La novela va alternando el punto de vista de cada uno de los cuatro protagonistas, a través de capítulos, por lo general breves, narrados en primera persona, como si fueran soliloquios en los que recuerdan los acontecimientos del día, con los diálogos reducidos al mínimo por las restricciones de la memoria humana, salvo cuando las necesidades dramáticas exigen una licencia poética.

Aunque, evidentemente, no se trata de ciencia ficción, “El libro de los cráneos” es una de las novelas más reputadas de Robert Silverberg. David Pringle la incluyó en su lista de sus cien mejores novelas fantásticas, Miquel Barceló le dedica palabras muy elogiosas en el prólogo y he leído múltiples comentarios positivos.

Se trata de la novela que más me ha costado leer de Robert Silverberg y estuve a punto de abandonarla.

Para empezar, casi la mitad del libro consiste en el viaje. Un viaje en el que, en resumen, no pasa absolutamente nada. Van de ciudad en ciudad, conducen durante horas y se sorprenden de lo mucho que han conducido. Buscan donde pasar la noche y tratan de ligar.

En segundo lugar, están las personalidades de los protagonistas. Eli, judío y erudito, instigador de la búsqueda, Ned aspirante a escritor y, como no, homosexual, Timothy aristócrata rechoncho, procedente de la alta sociedad y Oliver, atlético muchacho de pueblo que ha logrado llegar a la universidad a base de fuerza de voluntad. Todos ellos inmersos en ese estado continuo de lujuria y frenesí sexual que las películas de Estados Unidos nos han enseñado que es el habitual en sus universidades.

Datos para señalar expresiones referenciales
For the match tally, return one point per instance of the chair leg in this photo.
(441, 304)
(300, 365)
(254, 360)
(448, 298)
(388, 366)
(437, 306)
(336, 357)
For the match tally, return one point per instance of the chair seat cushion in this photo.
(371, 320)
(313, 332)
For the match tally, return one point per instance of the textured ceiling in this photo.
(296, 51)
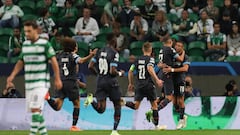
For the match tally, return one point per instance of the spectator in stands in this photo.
(205, 26)
(216, 44)
(68, 17)
(213, 11)
(161, 27)
(111, 12)
(47, 25)
(11, 92)
(231, 89)
(236, 3)
(161, 4)
(177, 6)
(226, 23)
(86, 27)
(194, 6)
(10, 14)
(189, 90)
(138, 28)
(122, 41)
(127, 13)
(185, 28)
(96, 11)
(233, 40)
(148, 11)
(52, 8)
(60, 3)
(15, 43)
(56, 42)
(228, 8)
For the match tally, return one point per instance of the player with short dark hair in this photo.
(34, 57)
(166, 57)
(146, 77)
(68, 61)
(180, 69)
(106, 61)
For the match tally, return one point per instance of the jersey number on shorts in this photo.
(65, 70)
(103, 66)
(141, 74)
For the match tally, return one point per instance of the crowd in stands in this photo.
(209, 28)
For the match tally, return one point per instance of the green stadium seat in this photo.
(14, 59)
(105, 30)
(29, 17)
(233, 58)
(40, 4)
(194, 17)
(136, 48)
(138, 3)
(101, 3)
(157, 45)
(28, 7)
(125, 30)
(196, 58)
(196, 48)
(102, 37)
(218, 3)
(172, 17)
(98, 44)
(3, 59)
(83, 49)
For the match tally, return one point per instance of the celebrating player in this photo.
(34, 58)
(146, 77)
(106, 61)
(67, 61)
(180, 69)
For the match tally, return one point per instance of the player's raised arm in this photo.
(151, 71)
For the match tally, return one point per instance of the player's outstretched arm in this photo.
(151, 71)
(18, 67)
(87, 58)
(184, 68)
(92, 68)
(57, 81)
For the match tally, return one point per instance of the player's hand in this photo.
(122, 73)
(162, 65)
(167, 69)
(58, 84)
(130, 87)
(9, 81)
(159, 83)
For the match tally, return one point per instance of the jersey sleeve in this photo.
(49, 50)
(76, 58)
(151, 62)
(186, 60)
(174, 53)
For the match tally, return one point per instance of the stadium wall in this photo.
(202, 112)
(209, 77)
(212, 85)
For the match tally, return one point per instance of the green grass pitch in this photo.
(132, 132)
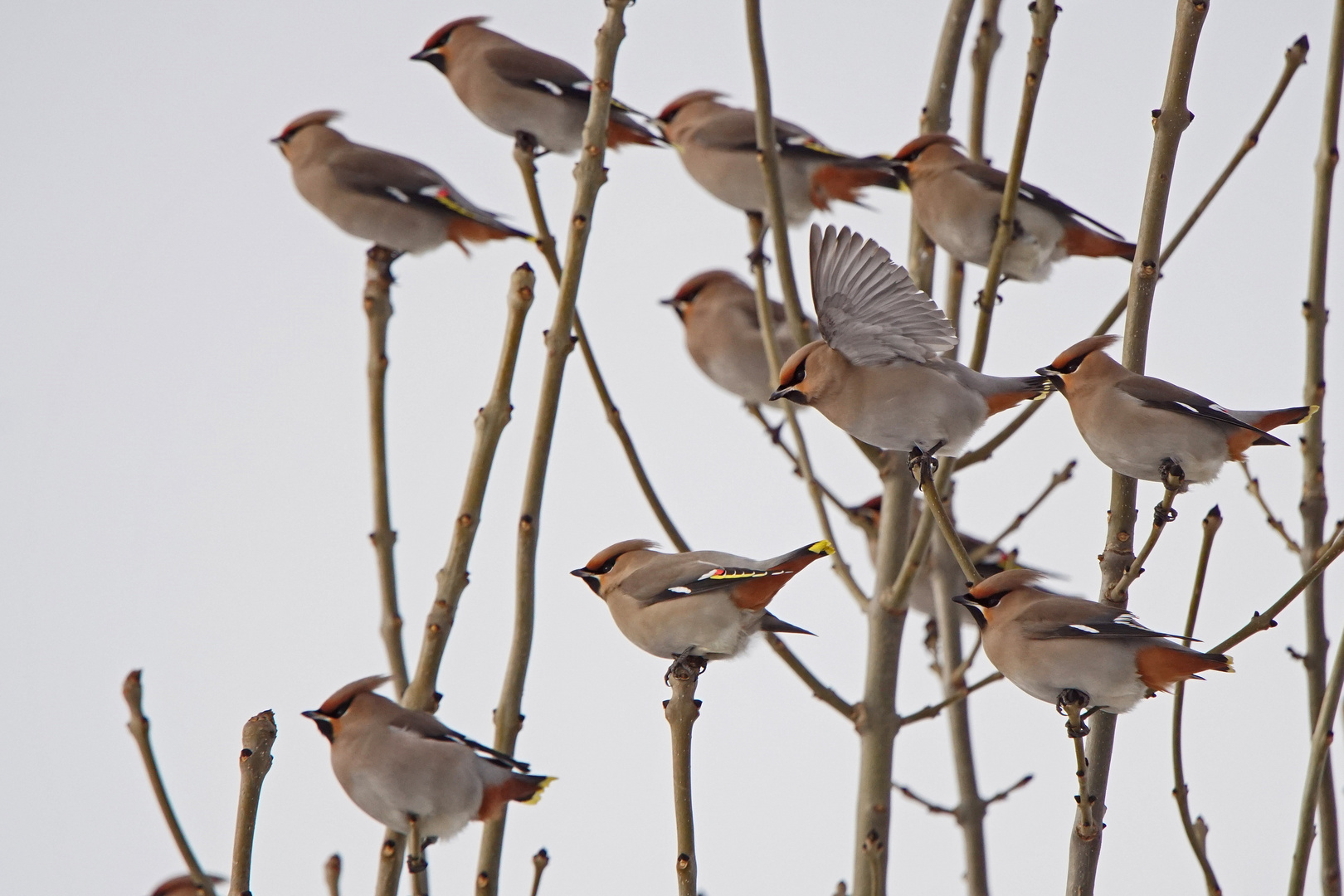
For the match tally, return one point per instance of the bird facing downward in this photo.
(392, 201)
(723, 334)
(1142, 426)
(698, 605)
(399, 765)
(718, 147)
(877, 373)
(956, 202)
(1047, 645)
(515, 89)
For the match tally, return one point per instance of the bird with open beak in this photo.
(877, 371)
(1146, 427)
(1068, 650)
(403, 766)
(695, 606)
(957, 201)
(723, 334)
(515, 89)
(392, 201)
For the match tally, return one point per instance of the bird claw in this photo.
(684, 668)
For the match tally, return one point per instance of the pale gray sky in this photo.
(187, 489)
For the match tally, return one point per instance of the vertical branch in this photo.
(489, 425)
(378, 306)
(682, 711)
(1196, 832)
(1315, 505)
(1043, 14)
(877, 712)
(1170, 123)
(589, 175)
(139, 727)
(524, 153)
(253, 765)
(936, 119)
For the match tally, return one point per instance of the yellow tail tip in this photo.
(537, 796)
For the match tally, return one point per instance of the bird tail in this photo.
(1016, 390)
(1088, 242)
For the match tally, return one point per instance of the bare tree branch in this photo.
(1055, 481)
(1274, 523)
(524, 153)
(1170, 123)
(253, 763)
(1043, 14)
(139, 727)
(1195, 832)
(589, 178)
(682, 711)
(378, 308)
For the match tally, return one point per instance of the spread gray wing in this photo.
(867, 306)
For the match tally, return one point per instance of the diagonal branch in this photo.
(1043, 14)
(139, 726)
(524, 153)
(1196, 832)
(1055, 481)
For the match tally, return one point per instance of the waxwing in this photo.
(392, 201)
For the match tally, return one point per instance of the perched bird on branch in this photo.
(694, 606)
(718, 148)
(921, 590)
(392, 201)
(401, 765)
(877, 373)
(1147, 427)
(956, 202)
(723, 334)
(1070, 650)
(515, 89)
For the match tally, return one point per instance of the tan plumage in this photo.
(513, 88)
(392, 201)
(723, 334)
(877, 370)
(397, 763)
(699, 603)
(956, 202)
(1138, 425)
(1047, 644)
(718, 147)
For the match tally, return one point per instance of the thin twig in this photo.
(1168, 125)
(1313, 504)
(682, 711)
(539, 861)
(1163, 514)
(1261, 621)
(819, 691)
(331, 874)
(1274, 523)
(589, 178)
(933, 709)
(524, 153)
(1322, 735)
(139, 727)
(491, 419)
(378, 308)
(1196, 832)
(253, 765)
(1043, 14)
(1296, 56)
(1055, 481)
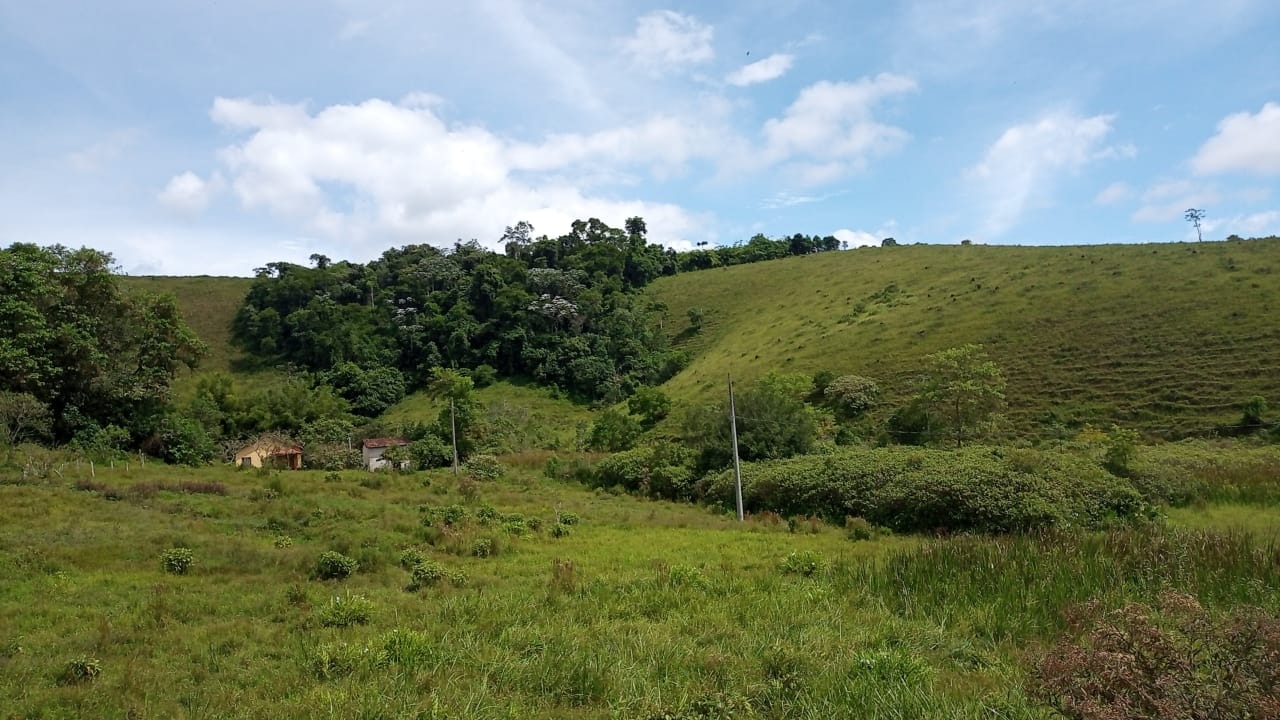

**INSTRUCCIÓN DE TRABAJO**
Reescriba en forma de lista el párrafo de la reseña que comienza con «En segundo lugar, están las personalidades», conservando sus datos principales.

**SU SOLUCIÓN**
Personalidades de los protagonistas:
- Eli: judío y erudito, instigador de la búsqueda.
- Ned: aspirante a escritor y homosexual.
- Timothy: aristócrata rechoncho, procedente de la alta sociedad.
- Oliver: atlético muchacho de pueblo que ha llegado a la universidad a base de fuerza de voluntad.
- Los cuatro viven en un estado continuo de lujuria y frenesí sexual, el que las películas de Estados Unidos presentan como habitual en sus universidades.